# STATED TASK
Pull out every line of the items below that contains the word "engraved", and copy each one. Case counts.

Data pulled from a collection:
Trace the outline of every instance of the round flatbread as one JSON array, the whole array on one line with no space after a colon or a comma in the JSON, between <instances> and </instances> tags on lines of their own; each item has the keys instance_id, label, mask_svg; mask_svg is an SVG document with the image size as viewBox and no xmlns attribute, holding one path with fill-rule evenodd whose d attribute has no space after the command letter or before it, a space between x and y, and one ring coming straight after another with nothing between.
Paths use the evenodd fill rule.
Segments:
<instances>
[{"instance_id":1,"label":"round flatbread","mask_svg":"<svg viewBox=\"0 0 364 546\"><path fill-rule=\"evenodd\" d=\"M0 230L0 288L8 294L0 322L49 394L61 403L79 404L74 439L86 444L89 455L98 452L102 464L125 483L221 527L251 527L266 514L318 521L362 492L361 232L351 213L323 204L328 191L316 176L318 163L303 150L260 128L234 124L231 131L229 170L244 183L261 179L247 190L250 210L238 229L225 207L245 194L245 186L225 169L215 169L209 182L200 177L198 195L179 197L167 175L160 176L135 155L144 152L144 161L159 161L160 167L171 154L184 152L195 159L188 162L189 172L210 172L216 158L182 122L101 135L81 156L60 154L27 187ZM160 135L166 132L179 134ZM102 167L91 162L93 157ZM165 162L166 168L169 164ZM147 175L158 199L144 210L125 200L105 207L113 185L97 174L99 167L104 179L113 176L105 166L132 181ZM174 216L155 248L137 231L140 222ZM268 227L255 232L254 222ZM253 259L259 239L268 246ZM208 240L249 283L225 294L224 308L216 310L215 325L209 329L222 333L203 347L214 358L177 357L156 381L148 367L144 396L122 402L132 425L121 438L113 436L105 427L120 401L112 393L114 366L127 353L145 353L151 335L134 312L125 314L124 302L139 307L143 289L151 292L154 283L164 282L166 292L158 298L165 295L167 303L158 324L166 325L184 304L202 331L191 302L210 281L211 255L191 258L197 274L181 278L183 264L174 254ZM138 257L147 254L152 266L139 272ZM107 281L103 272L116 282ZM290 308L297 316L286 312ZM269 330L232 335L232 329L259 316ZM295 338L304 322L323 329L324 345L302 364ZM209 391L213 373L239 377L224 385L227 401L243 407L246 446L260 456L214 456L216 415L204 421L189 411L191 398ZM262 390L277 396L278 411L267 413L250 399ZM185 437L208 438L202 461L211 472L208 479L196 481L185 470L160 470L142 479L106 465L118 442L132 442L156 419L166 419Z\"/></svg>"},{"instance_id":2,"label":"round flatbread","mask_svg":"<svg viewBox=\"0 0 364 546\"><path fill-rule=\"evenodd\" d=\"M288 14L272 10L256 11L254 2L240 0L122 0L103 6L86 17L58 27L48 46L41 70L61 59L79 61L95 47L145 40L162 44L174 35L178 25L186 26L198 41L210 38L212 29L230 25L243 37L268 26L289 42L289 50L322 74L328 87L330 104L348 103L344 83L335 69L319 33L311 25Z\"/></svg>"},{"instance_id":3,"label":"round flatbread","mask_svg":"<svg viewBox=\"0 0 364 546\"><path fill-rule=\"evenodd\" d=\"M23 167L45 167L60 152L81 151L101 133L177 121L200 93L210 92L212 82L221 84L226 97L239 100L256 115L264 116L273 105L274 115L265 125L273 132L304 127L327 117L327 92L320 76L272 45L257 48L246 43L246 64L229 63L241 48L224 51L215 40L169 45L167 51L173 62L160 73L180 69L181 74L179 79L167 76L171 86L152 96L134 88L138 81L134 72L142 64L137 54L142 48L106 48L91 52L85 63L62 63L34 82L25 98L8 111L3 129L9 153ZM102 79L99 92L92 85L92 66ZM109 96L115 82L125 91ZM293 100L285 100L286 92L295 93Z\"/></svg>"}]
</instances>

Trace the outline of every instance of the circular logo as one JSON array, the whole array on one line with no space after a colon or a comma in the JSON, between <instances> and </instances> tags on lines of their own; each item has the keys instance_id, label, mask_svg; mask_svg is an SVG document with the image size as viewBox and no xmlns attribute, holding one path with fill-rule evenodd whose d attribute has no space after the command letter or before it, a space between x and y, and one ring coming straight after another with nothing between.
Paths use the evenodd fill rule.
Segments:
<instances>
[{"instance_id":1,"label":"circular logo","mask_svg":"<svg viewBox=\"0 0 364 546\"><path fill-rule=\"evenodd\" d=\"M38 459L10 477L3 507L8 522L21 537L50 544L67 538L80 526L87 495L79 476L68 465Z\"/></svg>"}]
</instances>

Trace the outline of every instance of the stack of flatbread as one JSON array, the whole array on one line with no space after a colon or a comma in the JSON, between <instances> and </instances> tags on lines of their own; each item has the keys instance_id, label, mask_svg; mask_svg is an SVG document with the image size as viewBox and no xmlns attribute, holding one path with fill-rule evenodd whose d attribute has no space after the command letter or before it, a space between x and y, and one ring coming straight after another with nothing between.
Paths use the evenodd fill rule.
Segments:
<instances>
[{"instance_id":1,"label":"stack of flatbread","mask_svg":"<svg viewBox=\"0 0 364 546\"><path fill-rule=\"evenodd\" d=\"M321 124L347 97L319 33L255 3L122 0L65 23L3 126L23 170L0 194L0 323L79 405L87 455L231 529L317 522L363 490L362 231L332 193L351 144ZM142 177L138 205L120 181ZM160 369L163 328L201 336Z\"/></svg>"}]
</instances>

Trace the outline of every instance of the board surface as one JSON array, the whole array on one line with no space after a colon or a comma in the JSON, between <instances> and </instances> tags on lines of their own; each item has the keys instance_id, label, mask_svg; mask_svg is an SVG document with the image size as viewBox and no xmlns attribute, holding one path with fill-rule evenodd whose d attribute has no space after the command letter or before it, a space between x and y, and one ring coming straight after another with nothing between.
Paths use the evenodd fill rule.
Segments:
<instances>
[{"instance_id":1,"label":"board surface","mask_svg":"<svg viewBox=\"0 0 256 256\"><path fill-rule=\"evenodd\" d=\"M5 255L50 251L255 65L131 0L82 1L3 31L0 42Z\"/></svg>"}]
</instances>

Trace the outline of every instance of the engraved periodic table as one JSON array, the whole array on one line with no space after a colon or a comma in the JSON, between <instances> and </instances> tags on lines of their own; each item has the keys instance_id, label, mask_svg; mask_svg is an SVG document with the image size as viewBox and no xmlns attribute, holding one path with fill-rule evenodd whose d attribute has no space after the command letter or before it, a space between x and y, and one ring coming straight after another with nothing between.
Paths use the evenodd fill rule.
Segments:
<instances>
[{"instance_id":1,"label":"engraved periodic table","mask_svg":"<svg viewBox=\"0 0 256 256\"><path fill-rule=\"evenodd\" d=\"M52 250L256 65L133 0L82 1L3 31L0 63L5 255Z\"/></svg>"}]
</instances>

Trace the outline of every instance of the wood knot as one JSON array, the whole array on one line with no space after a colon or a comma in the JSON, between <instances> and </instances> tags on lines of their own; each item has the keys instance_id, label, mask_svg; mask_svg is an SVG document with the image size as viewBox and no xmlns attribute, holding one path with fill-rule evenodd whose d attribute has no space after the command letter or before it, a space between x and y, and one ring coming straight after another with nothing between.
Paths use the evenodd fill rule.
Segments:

# SOLUTION TO THE PROBLEM
Trace the outline of every instance of the engraved periodic table as one JSON array, the whole array on one line with no space after a colon or a comma in the JSON, between <instances> and </instances> tags on lines of their own; each item has the keys instance_id, label, mask_svg; mask_svg is an SVG document with the image size as viewBox and no xmlns attribute, holding one path with fill-rule evenodd whose d attribute has no space after the command letter or before it, a space between x and y, and one ring coming straight after another with nothing between.
[{"instance_id":1,"label":"engraved periodic table","mask_svg":"<svg viewBox=\"0 0 256 256\"><path fill-rule=\"evenodd\" d=\"M52 250L256 65L133 0L82 1L3 31L0 63L5 255Z\"/></svg>"}]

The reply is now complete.